→ **WORK INSTRUCTIONS**:
The required result is the exact run of lines beginning at the one containing "Each instance receives one keypoint. Mark the traffic signal" and ending at the last line of the entries.

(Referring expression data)
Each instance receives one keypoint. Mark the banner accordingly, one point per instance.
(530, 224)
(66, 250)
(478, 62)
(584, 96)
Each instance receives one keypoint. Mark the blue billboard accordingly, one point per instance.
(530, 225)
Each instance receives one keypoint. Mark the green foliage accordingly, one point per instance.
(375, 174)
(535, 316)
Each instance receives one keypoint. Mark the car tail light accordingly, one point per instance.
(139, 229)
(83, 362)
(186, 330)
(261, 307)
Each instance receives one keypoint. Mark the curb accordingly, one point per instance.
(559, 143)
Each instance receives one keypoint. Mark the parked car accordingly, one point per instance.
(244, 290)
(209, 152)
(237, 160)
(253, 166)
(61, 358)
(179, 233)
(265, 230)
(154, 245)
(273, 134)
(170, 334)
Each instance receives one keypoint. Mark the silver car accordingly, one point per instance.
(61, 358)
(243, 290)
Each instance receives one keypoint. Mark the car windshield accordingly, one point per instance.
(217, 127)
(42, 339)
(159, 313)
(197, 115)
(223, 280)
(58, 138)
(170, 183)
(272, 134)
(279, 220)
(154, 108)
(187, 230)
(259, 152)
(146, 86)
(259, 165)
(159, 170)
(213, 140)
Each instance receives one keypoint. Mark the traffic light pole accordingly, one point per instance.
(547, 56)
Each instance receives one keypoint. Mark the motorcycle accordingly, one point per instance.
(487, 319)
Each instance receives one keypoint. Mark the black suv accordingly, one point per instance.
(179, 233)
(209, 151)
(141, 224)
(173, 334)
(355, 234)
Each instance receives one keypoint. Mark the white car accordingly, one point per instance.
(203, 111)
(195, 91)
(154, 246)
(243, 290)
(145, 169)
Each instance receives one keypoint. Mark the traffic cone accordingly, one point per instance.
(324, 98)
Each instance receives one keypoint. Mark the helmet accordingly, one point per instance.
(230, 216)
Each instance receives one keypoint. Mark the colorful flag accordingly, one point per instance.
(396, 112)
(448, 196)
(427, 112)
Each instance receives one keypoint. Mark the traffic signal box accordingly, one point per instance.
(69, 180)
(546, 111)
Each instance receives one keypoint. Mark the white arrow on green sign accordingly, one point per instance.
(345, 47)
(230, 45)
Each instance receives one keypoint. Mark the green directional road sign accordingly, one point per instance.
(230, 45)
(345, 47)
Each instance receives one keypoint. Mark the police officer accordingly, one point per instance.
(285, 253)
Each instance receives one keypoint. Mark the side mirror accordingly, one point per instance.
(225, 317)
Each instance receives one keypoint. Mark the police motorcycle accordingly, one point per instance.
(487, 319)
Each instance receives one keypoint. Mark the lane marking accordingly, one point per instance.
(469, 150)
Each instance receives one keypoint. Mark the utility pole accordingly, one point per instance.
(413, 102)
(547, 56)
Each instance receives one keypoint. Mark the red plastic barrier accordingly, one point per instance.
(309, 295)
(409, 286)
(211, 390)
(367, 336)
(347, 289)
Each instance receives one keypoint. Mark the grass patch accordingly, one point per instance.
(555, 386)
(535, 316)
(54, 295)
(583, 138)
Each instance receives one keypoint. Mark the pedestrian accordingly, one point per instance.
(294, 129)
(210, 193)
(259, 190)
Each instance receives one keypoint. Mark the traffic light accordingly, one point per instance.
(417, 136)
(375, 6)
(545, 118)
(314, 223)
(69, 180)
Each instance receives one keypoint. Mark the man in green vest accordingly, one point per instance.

→ **OUTPUT FOR THIS TASK**:
Each instance receives one keypoint. Mark the traffic signal box accordingly, one point per instance.
(69, 180)
(546, 111)
Each instance receives one keypoint. Mark the white arrow on green sign accordingly, one point per instance.
(345, 47)
(230, 45)
Each instance receives one keypoint. Mark the green directional road sign accordingly, one point per instance.
(230, 45)
(345, 47)
Each instance receives one keypoint. Mark the police officer accordingly, one point per instance.
(285, 253)
Each instance receives one keypoint. Mark the side mirror accordingly, one point per instance.
(225, 317)
Each instance receives one keypoint. Mark the police motorcycle accordingly, one point per instance.
(487, 319)
Each instance receives one keypoint. Mark the lane marking accordingly, one point per instance.
(469, 150)
Each instance receives one keypoint. Mark the utility pole accordingly, one point per instance.
(413, 102)
(547, 56)
Each instance receives one keypoint. Mark the red plastic barrier accordingly, one point per instance.
(309, 295)
(409, 286)
(211, 390)
(367, 336)
(347, 289)
Each instance receives one keypoint. Mark the grass patch accordingly, one point per instance.
(555, 386)
(535, 316)
(54, 295)
(583, 138)
Each instance receives one keypoint. Mark the pedestrian accordingly, one point per instance.
(294, 129)
(210, 193)
(259, 190)
Each instance receives one keypoint. Mark the traffic light accordingly, one point per instance.
(417, 136)
(375, 6)
(545, 118)
(314, 223)
(69, 180)
Each instance receives one keypoint. Mark the man in green vest accordingly, one point per instance.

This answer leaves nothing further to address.